-------- The input

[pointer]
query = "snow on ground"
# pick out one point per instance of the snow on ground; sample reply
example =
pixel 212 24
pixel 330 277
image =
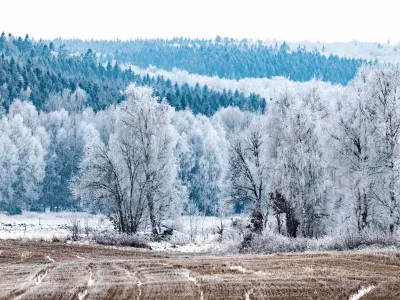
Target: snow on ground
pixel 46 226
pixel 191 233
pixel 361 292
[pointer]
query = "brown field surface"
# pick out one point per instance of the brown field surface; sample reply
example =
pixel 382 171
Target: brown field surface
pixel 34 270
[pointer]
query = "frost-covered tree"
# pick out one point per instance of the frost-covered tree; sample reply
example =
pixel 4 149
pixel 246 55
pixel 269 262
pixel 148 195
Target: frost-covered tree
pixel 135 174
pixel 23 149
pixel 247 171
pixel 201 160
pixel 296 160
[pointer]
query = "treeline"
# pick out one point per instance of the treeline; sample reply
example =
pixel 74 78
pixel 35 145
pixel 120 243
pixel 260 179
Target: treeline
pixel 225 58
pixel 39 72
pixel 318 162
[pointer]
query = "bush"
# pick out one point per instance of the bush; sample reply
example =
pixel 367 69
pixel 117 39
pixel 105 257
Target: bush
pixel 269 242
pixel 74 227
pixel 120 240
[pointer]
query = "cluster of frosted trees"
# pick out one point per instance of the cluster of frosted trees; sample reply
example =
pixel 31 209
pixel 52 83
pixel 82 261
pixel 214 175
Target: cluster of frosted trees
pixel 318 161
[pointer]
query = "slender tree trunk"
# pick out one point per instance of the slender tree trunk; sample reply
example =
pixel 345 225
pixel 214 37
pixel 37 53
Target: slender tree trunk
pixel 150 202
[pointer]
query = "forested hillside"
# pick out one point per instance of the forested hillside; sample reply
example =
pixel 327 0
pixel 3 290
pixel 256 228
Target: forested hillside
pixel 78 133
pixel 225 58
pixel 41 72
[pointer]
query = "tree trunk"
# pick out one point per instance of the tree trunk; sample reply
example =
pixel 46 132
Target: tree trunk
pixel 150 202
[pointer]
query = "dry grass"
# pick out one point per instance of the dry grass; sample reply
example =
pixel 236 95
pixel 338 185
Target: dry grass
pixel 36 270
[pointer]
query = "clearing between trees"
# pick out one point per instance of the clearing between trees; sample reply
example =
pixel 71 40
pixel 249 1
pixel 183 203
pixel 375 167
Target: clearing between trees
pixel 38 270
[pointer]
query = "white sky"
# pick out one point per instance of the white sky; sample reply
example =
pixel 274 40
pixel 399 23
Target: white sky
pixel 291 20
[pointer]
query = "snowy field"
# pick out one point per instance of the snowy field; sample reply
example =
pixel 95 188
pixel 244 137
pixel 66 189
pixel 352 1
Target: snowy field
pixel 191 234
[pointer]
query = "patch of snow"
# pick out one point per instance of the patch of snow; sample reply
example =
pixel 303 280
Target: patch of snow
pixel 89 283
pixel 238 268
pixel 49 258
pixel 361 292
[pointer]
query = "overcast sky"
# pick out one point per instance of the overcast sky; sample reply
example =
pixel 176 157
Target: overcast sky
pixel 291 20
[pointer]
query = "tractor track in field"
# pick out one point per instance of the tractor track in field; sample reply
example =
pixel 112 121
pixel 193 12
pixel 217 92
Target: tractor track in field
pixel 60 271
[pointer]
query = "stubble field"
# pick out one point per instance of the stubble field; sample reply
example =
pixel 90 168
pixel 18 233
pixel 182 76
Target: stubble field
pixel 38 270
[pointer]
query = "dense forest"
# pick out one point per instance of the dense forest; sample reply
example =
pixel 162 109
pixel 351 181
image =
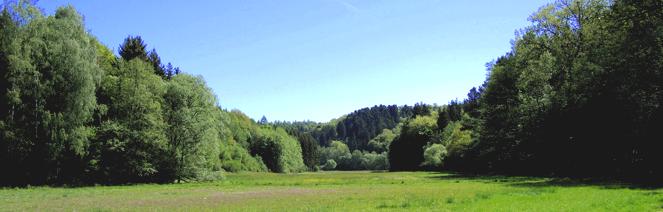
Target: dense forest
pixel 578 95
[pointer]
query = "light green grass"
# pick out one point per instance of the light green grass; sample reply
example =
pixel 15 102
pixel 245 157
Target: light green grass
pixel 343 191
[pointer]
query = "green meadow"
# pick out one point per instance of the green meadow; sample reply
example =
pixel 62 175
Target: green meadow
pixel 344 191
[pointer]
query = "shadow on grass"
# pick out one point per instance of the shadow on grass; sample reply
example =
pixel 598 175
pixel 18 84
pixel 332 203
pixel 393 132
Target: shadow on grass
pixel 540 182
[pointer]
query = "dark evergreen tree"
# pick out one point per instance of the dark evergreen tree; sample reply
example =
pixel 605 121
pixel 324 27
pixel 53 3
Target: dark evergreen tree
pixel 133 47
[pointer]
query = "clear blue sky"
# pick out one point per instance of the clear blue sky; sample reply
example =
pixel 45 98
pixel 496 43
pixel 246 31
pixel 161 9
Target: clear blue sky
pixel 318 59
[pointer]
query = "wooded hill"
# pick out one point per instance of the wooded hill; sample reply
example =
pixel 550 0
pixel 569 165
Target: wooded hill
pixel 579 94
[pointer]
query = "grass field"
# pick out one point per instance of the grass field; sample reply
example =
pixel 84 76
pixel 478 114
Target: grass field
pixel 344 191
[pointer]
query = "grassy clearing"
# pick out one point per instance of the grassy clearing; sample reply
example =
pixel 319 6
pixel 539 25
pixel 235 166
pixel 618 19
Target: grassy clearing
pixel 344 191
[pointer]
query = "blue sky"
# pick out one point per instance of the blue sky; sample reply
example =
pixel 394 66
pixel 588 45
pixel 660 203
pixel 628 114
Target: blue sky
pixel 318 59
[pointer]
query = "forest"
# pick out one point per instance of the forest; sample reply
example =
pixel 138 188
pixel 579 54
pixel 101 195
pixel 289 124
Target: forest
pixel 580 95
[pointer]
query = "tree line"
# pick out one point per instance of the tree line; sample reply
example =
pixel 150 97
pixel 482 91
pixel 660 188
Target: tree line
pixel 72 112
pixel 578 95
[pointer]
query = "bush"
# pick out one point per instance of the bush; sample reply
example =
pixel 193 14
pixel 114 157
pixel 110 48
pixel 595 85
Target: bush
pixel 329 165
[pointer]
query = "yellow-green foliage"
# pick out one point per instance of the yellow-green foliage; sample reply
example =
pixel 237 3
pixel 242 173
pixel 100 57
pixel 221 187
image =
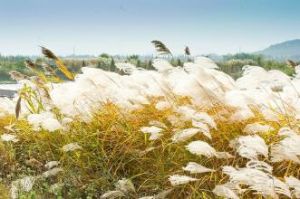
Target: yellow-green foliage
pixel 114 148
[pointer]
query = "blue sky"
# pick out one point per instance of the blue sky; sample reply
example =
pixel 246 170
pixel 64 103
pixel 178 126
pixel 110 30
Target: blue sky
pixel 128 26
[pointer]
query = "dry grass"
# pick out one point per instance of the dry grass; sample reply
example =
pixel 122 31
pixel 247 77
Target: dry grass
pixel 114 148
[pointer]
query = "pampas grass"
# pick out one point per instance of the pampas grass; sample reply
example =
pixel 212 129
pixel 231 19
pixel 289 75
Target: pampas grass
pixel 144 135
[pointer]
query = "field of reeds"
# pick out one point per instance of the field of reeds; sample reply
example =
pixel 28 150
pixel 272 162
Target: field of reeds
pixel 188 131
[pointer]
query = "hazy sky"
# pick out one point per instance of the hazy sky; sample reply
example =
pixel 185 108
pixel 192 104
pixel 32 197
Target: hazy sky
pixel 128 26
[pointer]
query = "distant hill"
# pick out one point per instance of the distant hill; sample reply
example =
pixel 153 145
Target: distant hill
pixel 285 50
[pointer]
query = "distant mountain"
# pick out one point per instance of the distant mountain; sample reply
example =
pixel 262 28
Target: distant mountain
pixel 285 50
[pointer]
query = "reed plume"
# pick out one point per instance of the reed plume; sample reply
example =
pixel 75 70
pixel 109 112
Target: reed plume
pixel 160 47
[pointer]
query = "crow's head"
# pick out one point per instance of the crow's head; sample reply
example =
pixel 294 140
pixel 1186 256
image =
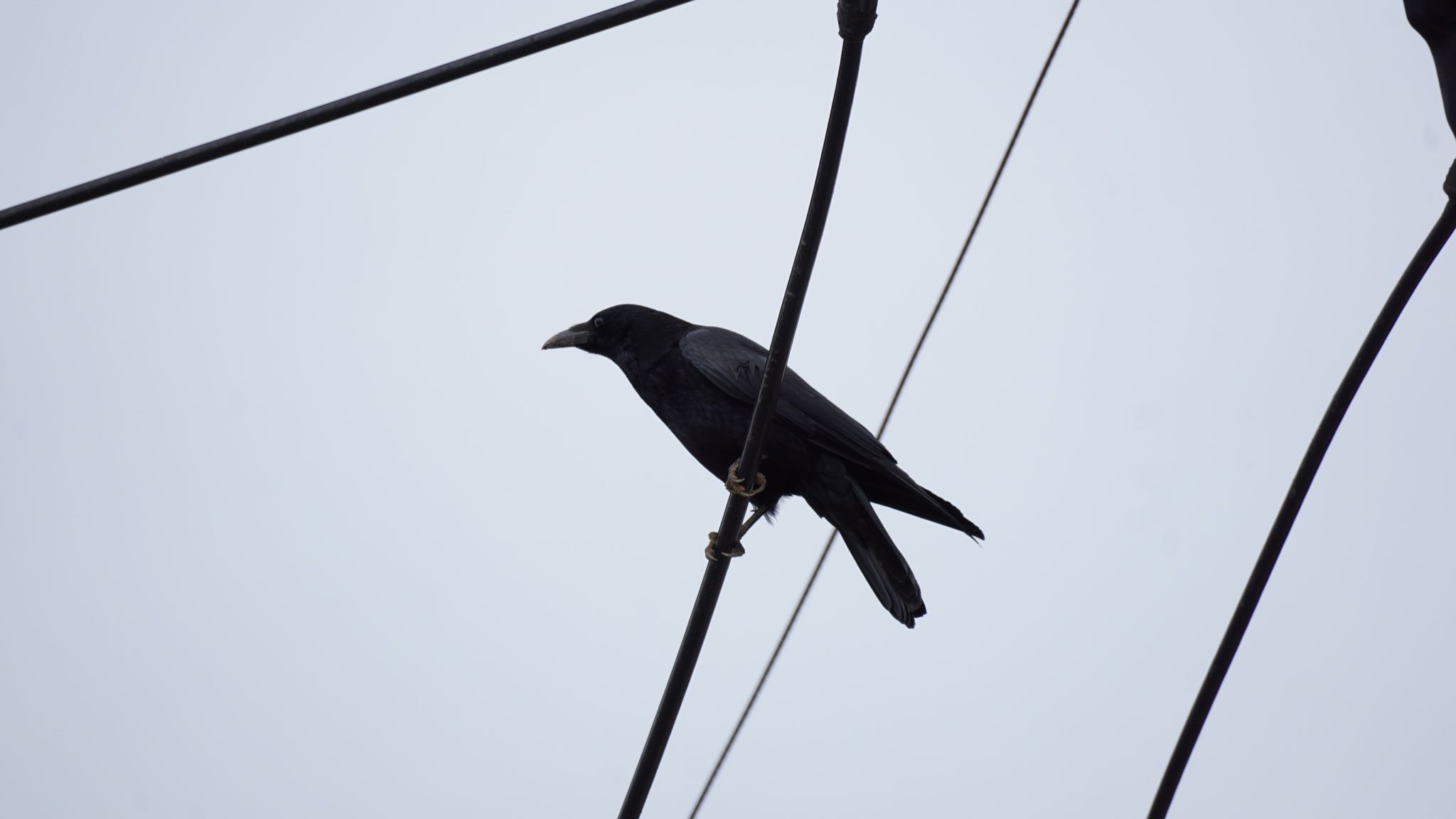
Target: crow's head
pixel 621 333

----------------

### Directions for this task
Keep the pictures out of your copy, and repeat every entry above exactly.

### Task solution
[pointer]
query = "snow on ground"
# pick out one point per instance of the snow on ground; sample reply
example =
pixel 212 24
pixel 330 277
image =
Target: snow on ground
pixel 46 226
pixel 191 233
pixel 361 292
[pointer]
query = "brown field surface"
# pick out one point per instance of the brown field surface; sample reply
example =
pixel 382 171
Target: brown field surface
pixel 34 270
[pointer]
query = "frost-covered tree"
# pick out one point per instance of the frost-covered tree; sample reply
example =
pixel 4 149
pixel 246 55
pixel 269 262
pixel 148 195
Target: frost-covered tree
pixel 135 174
pixel 23 149
pixel 247 171
pixel 201 160
pixel 296 160
[pointer]
query = "treeline"
# pick out one point per instance of the treeline; sample reply
example =
pixel 74 78
pixel 35 145
pixel 120 243
pixel 260 179
Target: treeline
pixel 225 58
pixel 39 72
pixel 318 162
[pointer]
query = "bush"
# pick out one point per instance of the bush; sample reply
example =
pixel 367 69
pixel 117 39
pixel 105 257
Target: bush
pixel 269 242
pixel 74 227
pixel 120 240
[pointer]
query = "cluster of frosted trees"
# pick out one point per instance of the cluster of frosted trees; sample reply
example =
pixel 31 209
pixel 52 83
pixel 82 261
pixel 214 175
Target: cluster of frosted trees
pixel 318 161
[pointer]
query = "slender tree trunk"
# pick out one point per instance of the slender tree trunk; sample reply
example =
pixel 345 225
pixel 214 37
pixel 37 53
Target: slender tree trunk
pixel 150 202
[pointer]
query = "forested hillside"
# pick out one point per instance of the forested hillside; sample reply
example =
pixel 327 0
pixel 3 290
pixel 256 228
Target: forested hillside
pixel 78 133
pixel 225 58
pixel 41 72
[pointer]
query = "tree trunk"
# pick out one point per instance of the tree trunk; sample reply
example =
pixel 46 132
Target: tree trunk
pixel 150 202
[pointer]
query = "dry grass"
# pick out one point per instance of the dry grass; sample reply
example =
pixel 236 95
pixel 338 185
Target: dry grass
pixel 36 270
[pointer]
query = "clearing between trees"
# pick out one point per instance of the clearing between trees; sample reply
example =
pixel 71 40
pixel 249 1
pixel 183 203
pixel 375 167
Target: clearing between trees
pixel 38 270
[pointer]
query = "white sky"
# pick out one point per instance of the white sky; sample reply
example =
pixel 274 40
pixel 399 23
Target: white sky
pixel 291 20
[pointer]
query = "snowy field"
# pick out one point per instance of the snowy field; sample reply
example =
pixel 95 188
pixel 244 137
pixel 66 189
pixel 352 1
Target: snowy field
pixel 191 234
[pointer]
query = "patch of snow"
# pick out one point per instance of the patch of snow; sample reply
example =
pixel 303 280
Target: patch of snow
pixel 89 283
pixel 238 268
pixel 49 258
pixel 361 292
[pointer]
query = "overcast sky"
# pick out one point per instance of the overcast sky; sample reply
example =
pixel 176 157
Target: overcast sky
pixel 291 20
[pointer]
query = "tractor track in field"
# pick out one point per instance of the tractor track in field; sample reply
example =
pixel 112 121
pixel 193 12
pixel 217 92
Target: tractor track in field
pixel 60 271
[pointer]
query = "stubble field"
# pick out one point per instance of the stubble field; sample reply
example =
pixel 90 168
pixel 18 233
pixel 182 76
Target: stubble field
pixel 38 270
[pointer]
query = "dense forest"
# pick out one point per instance of the dense forest; sample reply
example =
pixel 162 109
pixel 351 181
image =
Target: dense forest
pixel 578 95
[pointer]
query = "light green grass"
# pick out one point per instance of the light green grass; sample reply
example =
pixel 15 102
pixel 245 157
Target: light green grass
pixel 343 191
[pointer]
query = "green meadow"
# pick out one point per instance of the green meadow; sample reply
example =
pixel 62 175
Target: green meadow
pixel 344 191
[pointer]
query = "shadow on grass"
# pick out one point per instance of the shadow on grass; sample reply
example =
pixel 598 175
pixel 18 84
pixel 332 203
pixel 393 132
Target: shadow on grass
pixel 540 182
[pointer]
query = "dark evergreen tree"
# pick out one point per instance of the dark evergreen tree; sample reply
example =
pixel 605 121
pixel 324 27
pixel 53 3
Target: dark evergreen tree
pixel 133 47
[pointer]
query = "clear blue sky"
# pick out one point per instance of the clear blue sky; sample reply
example =
pixel 45 98
pixel 496 43
pixel 246 31
pixel 161 9
Target: clear blue sky
pixel 318 59
[pointer]
query = "wooded hill"
# pick out one point per instance of the wooded hill; sample reply
example =
pixel 550 0
pixel 569 165
Target: wooded hill
pixel 579 94
[pointer]
query = "grass field"
# pick out one point per instance of the grass field; sample reply
example =
pixel 84 76
pixel 478 114
Target: grass field
pixel 344 191
[pointer]
query = "grassy clearing"
# pick out one point per instance of the grassy clearing; sample reply
example =
pixel 319 6
pixel 539 25
pixel 235 166
pixel 618 19
Target: grassy clearing
pixel 344 191
[pointer]
query = "blue sky"
# pick out one point per instance of the blue sky; sample reply
example =
pixel 394 66
pixel 588 45
pixel 660 203
pixel 628 114
Target: blue sky
pixel 318 59
[pointer]
query = "forest"
# pick out one point per instance of the forest; sample reply
example =
pixel 138 188
pixel 579 54
pixel 101 195
pixel 289 124
Target: forest
pixel 580 95
[pointer]
query = "tree line"
# pick out one point per instance of the tree line; sample reply
example =
pixel 150 97
pixel 482 91
pixel 660 188
Target: tree line
pixel 72 112
pixel 578 95
[pointer]
query = "bush"
# pick out one point per instance of the bush; sample reply
example =
pixel 193 14
pixel 114 157
pixel 110 48
pixel 595 85
Target: bush
pixel 329 165
[pointer]
query = "yellow-green foliage"
# pick out one point per instance of the yellow-green foliage; sample reply
example =
pixel 237 3
pixel 242 173
pixel 100 57
pixel 221 187
image =
Target: yellow-green foliage
pixel 114 148
[pointer]
query = "blue sky"
# pick out one point per instance of the blue sky; sample reply
example =
pixel 246 170
pixel 64 103
pixel 178 126
pixel 110 30
Target: blue sky
pixel 128 26
[pointer]
query = "dry grass"
# pick out one point per instance of the dry grass; sample reply
example =
pixel 122 31
pixel 247 77
Target: dry grass
pixel 114 148
[pointer]
query = "pampas grass"
# pick out one point per instance of the pampas grass; sample reply
example =
pixel 212 129
pixel 231 19
pixel 289 75
Target: pampas grass
pixel 144 135
[pointer]
query = "field of reeds"
# pick out one point per instance of the field of reeds; sample reply
example =
pixel 28 150
pixel 272 162
Target: field of reeds
pixel 188 131
[pointer]
query = "hazy sky"
# pick out one point per instance of the hazy sky; sample reply
example =
pixel 185 108
pixel 192 104
pixel 32 197
Target: hazy sky
pixel 128 26
[pointer]
query = "distant hill"
# pick out one point per instance of the distant hill; sample reply
example =
pixel 153 145
Target: distant hill
pixel 285 50
[pointer]
query = "distant mountain"
# pick out one point per instance of the distant mountain; sample reply
example =
pixel 262 28
Target: distant mountain
pixel 285 50
[pointer]
query = "reed plume"
# pick out one point per instance of the reed plume; sample reply
example =
pixel 75 70
pixel 109 112
Target: reed plume
pixel 160 47
[pointer]
query = "crow's head"
# pick out one point per instance of the crow's head; sample reply
example =
pixel 294 140
pixel 1186 256
image =
Target: crow's head
pixel 621 333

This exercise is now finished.